Exercise instructions: Can you write out the whole listing exactly?

Dataset rows:
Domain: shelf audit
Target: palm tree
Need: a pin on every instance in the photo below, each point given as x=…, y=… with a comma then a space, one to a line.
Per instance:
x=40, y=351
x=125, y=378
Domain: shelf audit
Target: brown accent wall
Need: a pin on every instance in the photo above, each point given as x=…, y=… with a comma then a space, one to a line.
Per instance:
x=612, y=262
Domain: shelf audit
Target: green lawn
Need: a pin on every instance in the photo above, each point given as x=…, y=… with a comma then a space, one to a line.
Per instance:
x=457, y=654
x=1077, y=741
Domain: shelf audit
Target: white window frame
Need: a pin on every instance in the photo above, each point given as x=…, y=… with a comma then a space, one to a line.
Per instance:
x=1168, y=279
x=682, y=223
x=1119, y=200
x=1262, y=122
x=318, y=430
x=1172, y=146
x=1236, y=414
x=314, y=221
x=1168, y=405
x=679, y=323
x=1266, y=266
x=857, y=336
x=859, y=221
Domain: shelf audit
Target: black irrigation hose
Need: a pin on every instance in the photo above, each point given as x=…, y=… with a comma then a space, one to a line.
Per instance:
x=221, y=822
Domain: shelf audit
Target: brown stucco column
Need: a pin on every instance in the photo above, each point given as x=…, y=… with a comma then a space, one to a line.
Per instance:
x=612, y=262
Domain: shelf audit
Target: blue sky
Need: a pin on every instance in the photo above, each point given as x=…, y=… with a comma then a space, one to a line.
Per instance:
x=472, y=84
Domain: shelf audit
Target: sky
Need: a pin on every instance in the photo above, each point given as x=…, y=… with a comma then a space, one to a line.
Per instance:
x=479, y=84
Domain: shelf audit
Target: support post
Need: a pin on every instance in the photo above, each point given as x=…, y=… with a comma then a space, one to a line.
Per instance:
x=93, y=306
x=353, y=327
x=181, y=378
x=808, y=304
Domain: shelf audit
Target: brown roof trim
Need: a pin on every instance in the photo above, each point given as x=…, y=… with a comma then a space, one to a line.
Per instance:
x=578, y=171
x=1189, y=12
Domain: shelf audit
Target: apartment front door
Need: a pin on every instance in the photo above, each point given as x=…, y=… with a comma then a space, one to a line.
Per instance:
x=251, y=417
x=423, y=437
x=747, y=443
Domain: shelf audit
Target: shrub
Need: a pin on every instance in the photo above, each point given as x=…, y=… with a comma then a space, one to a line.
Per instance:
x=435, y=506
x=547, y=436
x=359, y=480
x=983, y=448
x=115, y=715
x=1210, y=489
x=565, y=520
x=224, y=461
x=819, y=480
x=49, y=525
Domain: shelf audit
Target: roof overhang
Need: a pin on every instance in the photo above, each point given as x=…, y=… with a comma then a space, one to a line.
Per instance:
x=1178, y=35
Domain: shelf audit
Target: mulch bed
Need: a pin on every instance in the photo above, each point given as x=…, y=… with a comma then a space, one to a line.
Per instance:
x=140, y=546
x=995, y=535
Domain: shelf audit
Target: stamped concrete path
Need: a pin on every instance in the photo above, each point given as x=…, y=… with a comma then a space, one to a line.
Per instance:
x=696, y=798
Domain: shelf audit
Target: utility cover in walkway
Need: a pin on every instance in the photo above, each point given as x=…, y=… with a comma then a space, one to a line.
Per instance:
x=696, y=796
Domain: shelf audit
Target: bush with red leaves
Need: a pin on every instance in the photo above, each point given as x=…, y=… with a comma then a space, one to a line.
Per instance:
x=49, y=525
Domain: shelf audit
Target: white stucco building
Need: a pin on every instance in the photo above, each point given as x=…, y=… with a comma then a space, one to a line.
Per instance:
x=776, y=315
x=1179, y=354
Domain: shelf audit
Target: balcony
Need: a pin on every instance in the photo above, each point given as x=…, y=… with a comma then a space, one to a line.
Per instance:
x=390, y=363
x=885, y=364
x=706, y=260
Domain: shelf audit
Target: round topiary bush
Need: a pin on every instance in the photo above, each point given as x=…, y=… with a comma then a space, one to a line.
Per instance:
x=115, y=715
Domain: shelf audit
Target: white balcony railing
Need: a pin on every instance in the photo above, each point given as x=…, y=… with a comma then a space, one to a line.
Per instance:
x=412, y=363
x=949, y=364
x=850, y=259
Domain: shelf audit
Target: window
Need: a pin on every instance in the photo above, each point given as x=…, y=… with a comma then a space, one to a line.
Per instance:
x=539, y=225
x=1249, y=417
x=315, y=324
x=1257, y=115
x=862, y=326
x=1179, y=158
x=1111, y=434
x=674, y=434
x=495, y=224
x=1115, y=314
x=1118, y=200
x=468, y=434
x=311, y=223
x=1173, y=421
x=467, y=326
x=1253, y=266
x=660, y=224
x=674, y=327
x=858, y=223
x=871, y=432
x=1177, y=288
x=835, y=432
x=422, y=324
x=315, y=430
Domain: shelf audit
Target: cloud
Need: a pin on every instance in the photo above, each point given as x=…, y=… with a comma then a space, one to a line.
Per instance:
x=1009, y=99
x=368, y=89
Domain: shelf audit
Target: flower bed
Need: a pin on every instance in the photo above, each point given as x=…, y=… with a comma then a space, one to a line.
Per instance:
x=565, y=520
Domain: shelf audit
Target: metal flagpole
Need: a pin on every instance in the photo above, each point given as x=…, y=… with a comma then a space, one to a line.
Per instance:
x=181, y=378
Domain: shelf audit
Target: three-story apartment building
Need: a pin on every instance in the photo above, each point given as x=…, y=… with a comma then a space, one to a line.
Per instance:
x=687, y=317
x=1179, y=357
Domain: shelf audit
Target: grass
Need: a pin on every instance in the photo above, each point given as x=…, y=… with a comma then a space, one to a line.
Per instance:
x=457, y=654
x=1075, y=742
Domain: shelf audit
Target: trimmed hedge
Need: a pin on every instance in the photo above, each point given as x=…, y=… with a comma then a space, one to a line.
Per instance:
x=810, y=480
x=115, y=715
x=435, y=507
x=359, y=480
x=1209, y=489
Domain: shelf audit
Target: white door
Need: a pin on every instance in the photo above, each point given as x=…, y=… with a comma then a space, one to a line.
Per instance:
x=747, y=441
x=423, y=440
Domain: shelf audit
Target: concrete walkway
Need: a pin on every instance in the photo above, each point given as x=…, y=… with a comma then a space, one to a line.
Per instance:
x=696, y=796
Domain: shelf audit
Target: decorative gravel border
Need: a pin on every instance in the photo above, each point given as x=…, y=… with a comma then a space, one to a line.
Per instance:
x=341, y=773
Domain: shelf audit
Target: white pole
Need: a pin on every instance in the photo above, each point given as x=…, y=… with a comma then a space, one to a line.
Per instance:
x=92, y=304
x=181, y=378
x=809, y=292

Result below:
Domain: shelf audit
Target: palm tree
Need: a pin on every instance in the photo below, each point given as x=…, y=… with a comma then a space, one to a line.
Per instance:
x=40, y=351
x=125, y=378
Domain: shelf audit
Target: brown accent wall
Need: a pin on every instance in the photo above, each point given as x=…, y=… with a comma then a space, one to a line.
Per instance:
x=612, y=262
Domain: shelf audit
Target: green lawn
Need: a pin on every instance in the photo above, each point given as x=…, y=… with a comma then a space, one to a line.
Per instance:
x=457, y=654
x=1077, y=741
Domain: shelf audit
Target: white window frame
Need: a pin on every instance in the photo above, each point given as x=…, y=… with a comma then a space, one to a line.
Per instance:
x=1168, y=279
x=682, y=223
x=1119, y=200
x=1262, y=122
x=318, y=430
x=1172, y=146
x=1236, y=414
x=314, y=221
x=1168, y=405
x=679, y=323
x=1266, y=266
x=857, y=336
x=859, y=221
Domain: shelf audit
Target: black irrigation hose
Need: a pin on every instance in the photo above, each point given as x=…, y=… with a comma then a space, one to a line.
Per instance:
x=221, y=822
Domain: shelf audit
Target: brown stucco column
Need: a pin on every instance in the photo above, each point given as x=…, y=… with a comma then a space, one to a line.
Per instance:
x=612, y=262
Domain: shelf audit
Target: blue sky
Need: a pin on every instance in the photo above, each point given as x=…, y=… with a comma then a space, one to a line.
Per instance:
x=472, y=84
Domain: shelf audit
Target: sky
Need: a pin on every instance in the photo above, each point given as x=…, y=… with a comma then a space, one to a line.
Per instance:
x=479, y=84
Domain: shelf audit
Target: support post
Need: a pin on every instance in the photo above, each point given as x=…, y=… with a comma then a space, one to a line.
Per instance:
x=93, y=306
x=353, y=327
x=181, y=378
x=808, y=304
Domain: shelf audit
Target: brown roof trim
Need: a pin on every instance in the photo above, each point given as x=…, y=… with a comma then a space, one to a line.
Per instance:
x=578, y=171
x=1189, y=12
Domain: shelf audit
Target: apartment front door
Need: a pin on every instance in the photo above, each point given as x=…, y=… with a comma then a space, one to a line.
Per instance:
x=251, y=417
x=423, y=437
x=747, y=443
Domain: shelf audit
Target: shrub
Need: a pin on every instance in the photo above, each point given as x=…, y=… with a comma then a space, one to a line.
Per instance:
x=435, y=506
x=547, y=436
x=359, y=480
x=983, y=448
x=115, y=715
x=1210, y=489
x=565, y=520
x=224, y=461
x=819, y=480
x=49, y=525
Domain: shelf audit
Target: roof overhang
Need: a pin on every instance in the photo above, each point given as x=…, y=… with a comma then a space, one to a line.
Per instance:
x=1178, y=35
Domain: shelf audit
Target: mulch bed
Need: a pin on every instance in the photo above, each point given as x=…, y=… with a comma then a space, one to a line.
Per instance:
x=140, y=546
x=995, y=535
Domain: shelf audit
Target: stamped concrete path
Need: a pin on every instance in the photo above, each point given as x=…, y=… with a comma then a space, one to a line.
Per instance:
x=696, y=798
Domain: shelf audit
Target: utility cover in walkway
Need: a pin on every instance in the photo above, each point given as x=…, y=… with a comma then a space, one to a line.
Per instance:
x=696, y=796
Domain: shelf audit
Target: bush with red leaves
Need: a pin on every instance in the photo above, each point given as x=…, y=… with a comma then a space, one to a line.
Per instance:
x=49, y=525
Domain: shelf audit
Target: white stucco building
Need: a pin on every instance in the photo above, each point given as x=…, y=… with a comma then a space, one to a line.
Per instance:
x=776, y=315
x=1179, y=354
Domain: shelf audit
Target: balcony
Need: a pin on every instance in the photo above, each point given as x=…, y=… with a comma then a space, one to a line.
Per instance:
x=390, y=363
x=885, y=364
x=706, y=260
Domain: shelf audit
Target: round topiary bush
Need: a pin on every instance in the photo above, each point given as x=…, y=… with a comma then a space, one to a line.
Per instance:
x=115, y=715
Domain: shelf audit
Target: white balcony railing
Need: a pin on every instance in the photo above, each point given as x=…, y=… with a comma then a space, one to a line.
Per instance:
x=412, y=363
x=949, y=364
x=850, y=259
Domain: shelf audit
Target: window
Need: a pin on every instance in the photo above, each point given as x=…, y=… with a comma then a space, one to a line.
Per instance:
x=539, y=225
x=1249, y=417
x=315, y=324
x=1257, y=115
x=862, y=326
x=1179, y=158
x=1111, y=434
x=674, y=434
x=495, y=224
x=1115, y=314
x=1118, y=200
x=468, y=434
x=311, y=223
x=1173, y=421
x=467, y=326
x=1253, y=266
x=660, y=224
x=674, y=327
x=858, y=223
x=871, y=432
x=1177, y=288
x=835, y=432
x=422, y=324
x=315, y=430
Domain: shelf audit
Target: cloud
Need: a pin on every instance in the photo above, each point given as x=…, y=… with a comma then a space, one to a line.
Per instance:
x=1009, y=99
x=368, y=89
Domain: shelf audit
Target: flower bed
Need: a pin on every instance in the photo above, each point given as x=…, y=… with a comma then a space, one to a line.
Per instance:
x=565, y=520
Domain: shelf audit
Target: metal flagpole
Need: a pin on every instance in the photo above, each point given as x=…, y=… with a comma then a space, one to a line.
Per instance:
x=181, y=378
Domain: shelf audit
Target: three-story apartment building
Need: a pin on every instance in the photo above, each point given as x=…, y=… with a comma then a space, one to a line.
Per instance:
x=687, y=317
x=1179, y=357
Domain: shelf audit
Target: grass
Need: a pin on every instance in the photo above, each point given as x=…, y=… with a comma then a space, one to a line.
Per instance:
x=457, y=654
x=1075, y=742
Domain: shelf audit
Target: trimmed hedge
Need: a pin on every instance in the photo above, each point given as x=…, y=… with a comma then a space, one to a line.
Per instance:
x=810, y=480
x=115, y=715
x=435, y=507
x=359, y=480
x=1209, y=489
Domain: shelf audit
Target: white door
Need: a pin on every instance in the photo above, each point given as x=…, y=… with a comma then a space, one to a line.
Per instance:
x=747, y=441
x=423, y=440
Domain: shelf audit
Target: concrete walkway
Need: a pin on every instance in the photo above, each point given as x=…, y=… with a comma then a space, one to a line.
Per instance:
x=696, y=796
Domain: shelf audit
Target: decorative gravel border
Need: a pin on every instance in the photo above, each point given as x=…, y=… with a comma then a space, one to a line.
Per instance:
x=341, y=773
Domain: shelf audit
Target: white pole
Need: a pin on every instance in the photo above, each point given as x=…, y=… with a comma then a space, one to a line.
Per instance:
x=92, y=304
x=181, y=378
x=809, y=292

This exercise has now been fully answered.